Extract to read:

━━━━━━━━━━━━━━━━━━━━

An implementation for the vapor pressure could look like this:

Implementation (click)

pub struct VaporPressure {
    pub target: Vec<SINumber>,
    temperature: Vec<SINumber>,
    max_temperature: SINumber,
    antoine: Option<Antoine>,
    solver_options: SolverOptions,
}

impl VaporPressure {
    /// Create a new data set for vapor pressure.
    ///
    /// If the equation of state fails to compute the vapor pressure
    /// (e.g. when it underestimates the critical point) the vapor
    /// pressure can be estimated.
    /// If `extrapolate` is `true`, the vapor pressure is estimated by
    /// calculating the slope of ln(p) over 1/T.
    /// If `extrapolate` is `false`, it is set to `NAN`.
    pub fn new(
        target: SIArray1,
        temperature: SIArray1,
        extrapolate: bool,
        solver_options: Option<SolverOptions>,
    ) -> Result<Self, EstimatorError> {
        let max_temperature = temperature
            .to_reduced(KELVIN)?
            .into_iter()
            .reduce(|a, b| a.max(b))
            .unwrap()
            * KELVIN;

        let antoine = if extrapolate {
            Some(Antoine::default())
        } else {
            None
        };

        Ok(Self {
            target: target.into_iter().collect(),
            temperature: temperature.into_iter().collect(),
            max_temperature,
            antoine,
            solver_options: solver_options.unwrap_or_default(),
        })

━━━━━━━━━━━━━━━━━━━━

Supplied data:
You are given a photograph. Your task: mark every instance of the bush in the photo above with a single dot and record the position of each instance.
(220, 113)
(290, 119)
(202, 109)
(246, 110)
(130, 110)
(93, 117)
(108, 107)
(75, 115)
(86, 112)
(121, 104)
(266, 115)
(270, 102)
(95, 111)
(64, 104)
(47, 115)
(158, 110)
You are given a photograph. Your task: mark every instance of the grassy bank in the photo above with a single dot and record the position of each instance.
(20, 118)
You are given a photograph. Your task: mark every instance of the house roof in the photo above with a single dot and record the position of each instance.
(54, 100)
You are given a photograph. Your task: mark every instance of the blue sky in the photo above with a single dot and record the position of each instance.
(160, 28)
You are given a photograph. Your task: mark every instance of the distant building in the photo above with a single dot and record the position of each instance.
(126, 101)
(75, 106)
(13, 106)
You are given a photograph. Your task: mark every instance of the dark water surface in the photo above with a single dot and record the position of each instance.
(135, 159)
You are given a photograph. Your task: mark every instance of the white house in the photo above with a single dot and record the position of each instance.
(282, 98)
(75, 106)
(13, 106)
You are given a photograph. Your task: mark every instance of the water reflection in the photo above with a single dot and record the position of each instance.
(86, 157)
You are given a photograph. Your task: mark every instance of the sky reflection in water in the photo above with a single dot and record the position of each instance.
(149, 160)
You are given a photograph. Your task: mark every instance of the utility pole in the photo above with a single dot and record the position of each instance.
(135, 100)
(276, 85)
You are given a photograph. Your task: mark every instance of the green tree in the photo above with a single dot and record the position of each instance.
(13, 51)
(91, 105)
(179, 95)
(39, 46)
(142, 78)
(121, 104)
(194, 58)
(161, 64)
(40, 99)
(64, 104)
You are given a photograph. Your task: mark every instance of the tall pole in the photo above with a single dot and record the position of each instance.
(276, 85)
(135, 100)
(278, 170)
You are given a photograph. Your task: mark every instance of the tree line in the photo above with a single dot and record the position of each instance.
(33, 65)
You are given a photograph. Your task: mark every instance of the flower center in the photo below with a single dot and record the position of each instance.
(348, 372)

━━━━━━━━━━━━━━━━━━━━

What needs to be done:
Using the vapor pressure code, decide whether each statement agrees with it. Answer yes or no for each, and quote the words that decide it. (a) When `extrapolate` is `false`, the vapor pressure is set to `NAN`. (b) When `extrapolate` is `true`, the `antoine` field is set to `None`. (c) The `target` field of `VaporPressure` is public.

Problem solution:
(a) Yes: "If `extrapolate` is `false`, it is set to `NAN`."
(b) No: "Some(Antoine::default())"
(c) Yes: "pub target: Vec<SINumber>,"